> [WRITTEN INSTRUCTION]: Skip all pictures, then print the remaining material exactly.
####
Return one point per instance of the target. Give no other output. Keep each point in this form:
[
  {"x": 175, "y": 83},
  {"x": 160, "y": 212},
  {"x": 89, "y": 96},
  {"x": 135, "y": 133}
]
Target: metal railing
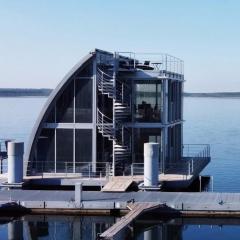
[
  {"x": 161, "y": 62},
  {"x": 68, "y": 169},
  {"x": 3, "y": 155},
  {"x": 105, "y": 125},
  {"x": 195, "y": 158},
  {"x": 105, "y": 83}
]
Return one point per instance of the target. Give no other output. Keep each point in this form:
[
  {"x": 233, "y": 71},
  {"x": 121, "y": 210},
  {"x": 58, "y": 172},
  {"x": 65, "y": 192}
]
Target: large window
[
  {"x": 64, "y": 150},
  {"x": 83, "y": 146},
  {"x": 45, "y": 157},
  {"x": 64, "y": 111},
  {"x": 147, "y": 105},
  {"x": 83, "y": 100}
]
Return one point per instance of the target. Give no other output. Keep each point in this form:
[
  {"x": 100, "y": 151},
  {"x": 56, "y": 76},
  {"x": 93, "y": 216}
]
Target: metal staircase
[{"x": 109, "y": 128}]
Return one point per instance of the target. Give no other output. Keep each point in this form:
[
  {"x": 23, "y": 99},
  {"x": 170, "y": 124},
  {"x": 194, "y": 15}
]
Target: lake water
[
  {"x": 89, "y": 227},
  {"x": 208, "y": 120}
]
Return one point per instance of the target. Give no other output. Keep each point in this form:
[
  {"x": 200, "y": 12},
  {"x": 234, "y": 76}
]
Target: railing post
[
  {"x": 1, "y": 165},
  {"x": 89, "y": 173},
  {"x": 66, "y": 168},
  {"x": 192, "y": 165},
  {"x": 189, "y": 168}
]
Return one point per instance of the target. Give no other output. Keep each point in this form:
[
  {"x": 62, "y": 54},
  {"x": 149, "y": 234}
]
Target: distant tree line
[{"x": 24, "y": 92}]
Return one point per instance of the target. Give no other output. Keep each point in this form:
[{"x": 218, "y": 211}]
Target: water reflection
[
  {"x": 89, "y": 227},
  {"x": 55, "y": 227},
  {"x": 187, "y": 228}
]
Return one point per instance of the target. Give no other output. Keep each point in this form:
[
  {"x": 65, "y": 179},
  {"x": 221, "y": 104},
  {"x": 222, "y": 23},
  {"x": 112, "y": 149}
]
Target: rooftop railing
[{"x": 162, "y": 62}]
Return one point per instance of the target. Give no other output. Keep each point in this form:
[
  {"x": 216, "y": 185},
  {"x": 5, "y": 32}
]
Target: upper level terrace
[{"x": 150, "y": 65}]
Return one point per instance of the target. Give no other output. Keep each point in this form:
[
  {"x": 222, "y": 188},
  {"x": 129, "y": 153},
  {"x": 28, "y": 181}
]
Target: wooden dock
[
  {"x": 117, "y": 231},
  {"x": 118, "y": 184}
]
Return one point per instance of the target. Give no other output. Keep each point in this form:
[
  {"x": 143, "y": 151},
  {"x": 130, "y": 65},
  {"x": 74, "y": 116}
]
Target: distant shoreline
[
  {"x": 214, "y": 95},
  {"x": 25, "y": 92},
  {"x": 45, "y": 92}
]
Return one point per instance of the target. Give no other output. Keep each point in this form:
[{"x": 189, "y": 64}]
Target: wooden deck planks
[
  {"x": 118, "y": 184},
  {"x": 136, "y": 210}
]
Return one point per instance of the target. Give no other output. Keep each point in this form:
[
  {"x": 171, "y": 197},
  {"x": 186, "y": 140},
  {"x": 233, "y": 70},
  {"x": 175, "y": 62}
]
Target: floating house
[{"x": 96, "y": 121}]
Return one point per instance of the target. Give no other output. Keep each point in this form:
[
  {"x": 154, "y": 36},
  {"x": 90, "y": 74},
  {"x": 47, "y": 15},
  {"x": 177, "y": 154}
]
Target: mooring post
[
  {"x": 78, "y": 194},
  {"x": 200, "y": 183},
  {"x": 151, "y": 164},
  {"x": 15, "y": 162}
]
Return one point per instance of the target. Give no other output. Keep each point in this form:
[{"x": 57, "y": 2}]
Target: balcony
[{"x": 154, "y": 64}]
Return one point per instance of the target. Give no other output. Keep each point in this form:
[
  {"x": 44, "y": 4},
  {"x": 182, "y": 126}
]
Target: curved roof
[{"x": 60, "y": 87}]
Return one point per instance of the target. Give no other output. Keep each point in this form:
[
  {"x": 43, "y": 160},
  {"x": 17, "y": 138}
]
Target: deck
[{"x": 115, "y": 231}]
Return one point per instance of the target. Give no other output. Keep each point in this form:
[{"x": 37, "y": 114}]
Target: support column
[
  {"x": 15, "y": 162},
  {"x": 94, "y": 116},
  {"x": 151, "y": 164},
  {"x": 165, "y": 122}
]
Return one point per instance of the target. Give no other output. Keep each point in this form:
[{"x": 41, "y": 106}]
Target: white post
[
  {"x": 15, "y": 162},
  {"x": 151, "y": 164},
  {"x": 78, "y": 194}
]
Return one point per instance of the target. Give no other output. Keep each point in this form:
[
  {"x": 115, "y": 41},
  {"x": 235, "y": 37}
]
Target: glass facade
[
  {"x": 64, "y": 150},
  {"x": 83, "y": 145},
  {"x": 55, "y": 150},
  {"x": 64, "y": 111},
  {"x": 83, "y": 100},
  {"x": 147, "y": 104},
  {"x": 44, "y": 155}
]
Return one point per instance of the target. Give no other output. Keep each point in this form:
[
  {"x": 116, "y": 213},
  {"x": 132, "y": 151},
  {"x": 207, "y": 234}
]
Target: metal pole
[
  {"x": 89, "y": 170},
  {"x": 200, "y": 183},
  {"x": 1, "y": 165},
  {"x": 212, "y": 182},
  {"x": 192, "y": 165},
  {"x": 78, "y": 194}
]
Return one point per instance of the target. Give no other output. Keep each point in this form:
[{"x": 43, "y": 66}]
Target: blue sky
[{"x": 41, "y": 40}]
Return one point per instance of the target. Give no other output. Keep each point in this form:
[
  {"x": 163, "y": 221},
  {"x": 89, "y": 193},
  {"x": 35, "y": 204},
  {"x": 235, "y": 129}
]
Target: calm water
[
  {"x": 208, "y": 120},
  {"x": 88, "y": 228}
]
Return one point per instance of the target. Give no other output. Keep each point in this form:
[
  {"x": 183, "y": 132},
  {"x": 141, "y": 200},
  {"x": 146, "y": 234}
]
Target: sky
[{"x": 41, "y": 40}]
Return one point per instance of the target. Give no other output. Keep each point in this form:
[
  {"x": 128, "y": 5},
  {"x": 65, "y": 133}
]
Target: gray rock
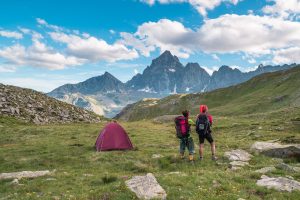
[
  {"x": 238, "y": 155},
  {"x": 279, "y": 183},
  {"x": 24, "y": 174},
  {"x": 146, "y": 187},
  {"x": 265, "y": 170},
  {"x": 288, "y": 168},
  {"x": 276, "y": 150}
]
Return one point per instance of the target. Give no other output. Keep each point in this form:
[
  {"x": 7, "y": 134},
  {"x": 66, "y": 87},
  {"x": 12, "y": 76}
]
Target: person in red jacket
[{"x": 203, "y": 128}]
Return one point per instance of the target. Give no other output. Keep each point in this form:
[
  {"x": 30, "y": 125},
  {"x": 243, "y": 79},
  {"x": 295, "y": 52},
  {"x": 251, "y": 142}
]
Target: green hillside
[{"x": 267, "y": 92}]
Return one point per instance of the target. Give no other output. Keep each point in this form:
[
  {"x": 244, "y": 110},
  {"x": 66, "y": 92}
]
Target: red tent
[{"x": 113, "y": 137}]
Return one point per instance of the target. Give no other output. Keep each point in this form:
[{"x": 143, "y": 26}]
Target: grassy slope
[
  {"x": 263, "y": 93},
  {"x": 82, "y": 173}
]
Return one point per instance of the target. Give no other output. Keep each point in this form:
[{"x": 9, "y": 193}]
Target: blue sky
[{"x": 44, "y": 44}]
####
> [WRITTEN ANSWER]:
Return one point per instance of the target. Give no other output. Keep each point in this form:
[
  {"x": 175, "y": 83},
  {"x": 160, "y": 212},
  {"x": 89, "y": 96},
  {"x": 135, "y": 133}
]
Target: metal railing
[
  {"x": 161, "y": 62},
  {"x": 68, "y": 169},
  {"x": 3, "y": 155},
  {"x": 105, "y": 125},
  {"x": 195, "y": 158},
  {"x": 105, "y": 83}
]
Return one point per instance of the target. Give no other output. Keep each point in this form:
[
  {"x": 233, "y": 71},
  {"x": 121, "y": 210},
  {"x": 58, "y": 172},
  {"x": 65, "y": 192}
]
Target: large window
[
  {"x": 64, "y": 150},
  {"x": 83, "y": 146},
  {"x": 45, "y": 157},
  {"x": 64, "y": 111},
  {"x": 147, "y": 105},
  {"x": 83, "y": 100}
]
Return one point per instance of the target. Give no other output. Keep each point in this form:
[
  {"x": 100, "y": 151},
  {"x": 56, "y": 76},
  {"x": 93, "y": 216}
]
Target: metal staircase
[{"x": 109, "y": 128}]
Return one point per instance of the target. Give no other output. Keep each point in this form:
[
  {"x": 23, "y": 99},
  {"x": 170, "y": 124},
  {"x": 194, "y": 15}
]
Target: lake water
[
  {"x": 89, "y": 227},
  {"x": 208, "y": 120}
]
Return one point per instance of the target. Give no other output. Keep each point in this form:
[
  {"x": 200, "y": 12},
  {"x": 234, "y": 76}
]
Target: railing post
[
  {"x": 1, "y": 165},
  {"x": 89, "y": 173},
  {"x": 66, "y": 168},
  {"x": 192, "y": 165},
  {"x": 189, "y": 168}
]
Return one point per instance of the target. Give no other output. Keep each point in this form:
[
  {"x": 62, "y": 54},
  {"x": 149, "y": 234}
]
Target: distant tree line
[{"x": 24, "y": 92}]
Return one point per instance of the target. Give no other output. Keep each point in this form:
[{"x": 218, "y": 211}]
Target: water reflection
[
  {"x": 89, "y": 227},
  {"x": 55, "y": 227},
  {"x": 187, "y": 228}
]
Return one point per instance of the target. Give no other output. Keep each point in this form:
[
  {"x": 65, "y": 179},
  {"x": 221, "y": 104},
  {"x": 222, "y": 23},
  {"x": 112, "y": 149}
]
Target: rooftop railing
[{"x": 162, "y": 62}]
Return one point per instance of the target. Give no other output. Keep each point in this form:
[
  {"x": 216, "y": 185},
  {"x": 5, "y": 32}
]
Target: upper level terrace
[{"x": 150, "y": 65}]
Return one point per instance of the target. Give no other output. Keep each point in this form:
[
  {"x": 222, "y": 188},
  {"x": 129, "y": 153},
  {"x": 28, "y": 181}
]
Target: wooden dock
[
  {"x": 117, "y": 231},
  {"x": 118, "y": 184}
]
Return one point per instance of the target. Give no other output. Keep each point in this form:
[
  {"x": 143, "y": 151},
  {"x": 130, "y": 65},
  {"x": 74, "y": 116}
]
Target: distant shoreline
[
  {"x": 214, "y": 95},
  {"x": 25, "y": 92},
  {"x": 45, "y": 92}
]
Return one point per instance of the target. Give no other output. Keep each point in this form:
[{"x": 189, "y": 64}]
Target: wooden deck planks
[
  {"x": 118, "y": 184},
  {"x": 136, "y": 210}
]
Return one point per instance of the target. Give no other output. Keep each point in this form:
[
  {"x": 171, "y": 197},
  {"x": 186, "y": 140},
  {"x": 233, "y": 70},
  {"x": 175, "y": 62}
]
Target: floating house
[{"x": 96, "y": 121}]
Return one point per instance of the target. Give no other output. Keep each point in this form:
[
  {"x": 154, "y": 36},
  {"x": 90, "y": 74},
  {"x": 47, "y": 15},
  {"x": 177, "y": 154}
]
Target: mooring post
[
  {"x": 78, "y": 194},
  {"x": 200, "y": 183},
  {"x": 151, "y": 164},
  {"x": 15, "y": 162}
]
Return one point per instance of the target. Give no other output. Keep each point in this form:
[{"x": 57, "y": 2}]
Target: balcony
[{"x": 154, "y": 64}]
Return one point per instance of the target. Give no other output. Keep each point in this form:
[
  {"x": 44, "y": 4},
  {"x": 182, "y": 126}
]
Target: curved roof
[{"x": 60, "y": 87}]
Return one point per instance of the target. Give no other output. Keep each point in this form:
[
  {"x": 43, "y": 160},
  {"x": 17, "y": 138}
]
Target: deck
[{"x": 115, "y": 231}]
Return one point per instance of the target. Give no other output. Keep each point in this form:
[{"x": 37, "y": 114}]
Target: support column
[
  {"x": 15, "y": 162},
  {"x": 94, "y": 116},
  {"x": 151, "y": 164},
  {"x": 165, "y": 122}
]
Return one point per instance of the target. Give no other output. Keep each point in this form:
[{"x": 41, "y": 106}]
Target: white post
[
  {"x": 15, "y": 162},
  {"x": 151, "y": 164},
  {"x": 78, "y": 194}
]
Return one point per instance of the target. Give no other output. Keep each point in this form:
[
  {"x": 115, "y": 41},
  {"x": 235, "y": 37}
]
Target: glass facade
[
  {"x": 64, "y": 150},
  {"x": 83, "y": 145},
  {"x": 55, "y": 150},
  {"x": 64, "y": 111},
  {"x": 83, "y": 100},
  {"x": 147, "y": 104},
  {"x": 44, "y": 155}
]
Return one point per instance of the target. Give no other output. Keep each point in this form:
[
  {"x": 116, "y": 213},
  {"x": 132, "y": 151},
  {"x": 207, "y": 234}
]
Target: metal pole
[
  {"x": 89, "y": 170},
  {"x": 200, "y": 183},
  {"x": 1, "y": 165},
  {"x": 212, "y": 182},
  {"x": 192, "y": 165},
  {"x": 78, "y": 194}
]
Return one point per instance of the target. Give no other output. Keep each point in this form:
[{"x": 43, "y": 66}]
Target: blue sky
[{"x": 41, "y": 40}]
Return one point per instance of the target. Give no other output. Keep each point in this form:
[
  {"x": 163, "y": 221},
  {"x": 89, "y": 193},
  {"x": 35, "y": 204},
  {"x": 235, "y": 129}
]
Target: calm water
[
  {"x": 208, "y": 120},
  {"x": 88, "y": 228}
]
Return one point per instance of the target. Give no other output. Keep each point in this form:
[
  {"x": 183, "y": 132},
  {"x": 141, "y": 200},
  {"x": 146, "y": 234}
]
Target: sky
[{"x": 41, "y": 40}]
Return one point per instance of the target. Give no other output. Keep each point in this form:
[
  {"x": 128, "y": 5},
  {"x": 65, "y": 133}
]
Target: gray rock
[
  {"x": 238, "y": 155},
  {"x": 279, "y": 183},
  {"x": 24, "y": 174},
  {"x": 146, "y": 187},
  {"x": 265, "y": 170},
  {"x": 288, "y": 168},
  {"x": 276, "y": 150}
]
Return one point per instance of the target. Give no other output. Keep each point in this form:
[
  {"x": 7, "y": 134},
  {"x": 66, "y": 87},
  {"x": 12, "y": 76}
]
Target: person in red jacket
[{"x": 203, "y": 128}]
Return one point per instance of the target. Give no other output. Keep each point in this form:
[
  {"x": 30, "y": 125},
  {"x": 243, "y": 79},
  {"x": 295, "y": 52},
  {"x": 251, "y": 142}
]
Target: green hillside
[{"x": 267, "y": 92}]
Return one point per instance of the target. Give no other output. Keep each point in this form:
[
  {"x": 244, "y": 110},
  {"x": 66, "y": 92}
]
Target: red tent
[{"x": 113, "y": 137}]
Return one point per instance of the target. Give no other output. Keep each point in this form:
[{"x": 143, "y": 26}]
Target: grassy slope
[
  {"x": 263, "y": 93},
  {"x": 82, "y": 173}
]
Return one point per instance of the target. Give no other output. Keep each point in this form:
[{"x": 9, "y": 193}]
Target: blue sky
[{"x": 44, "y": 44}]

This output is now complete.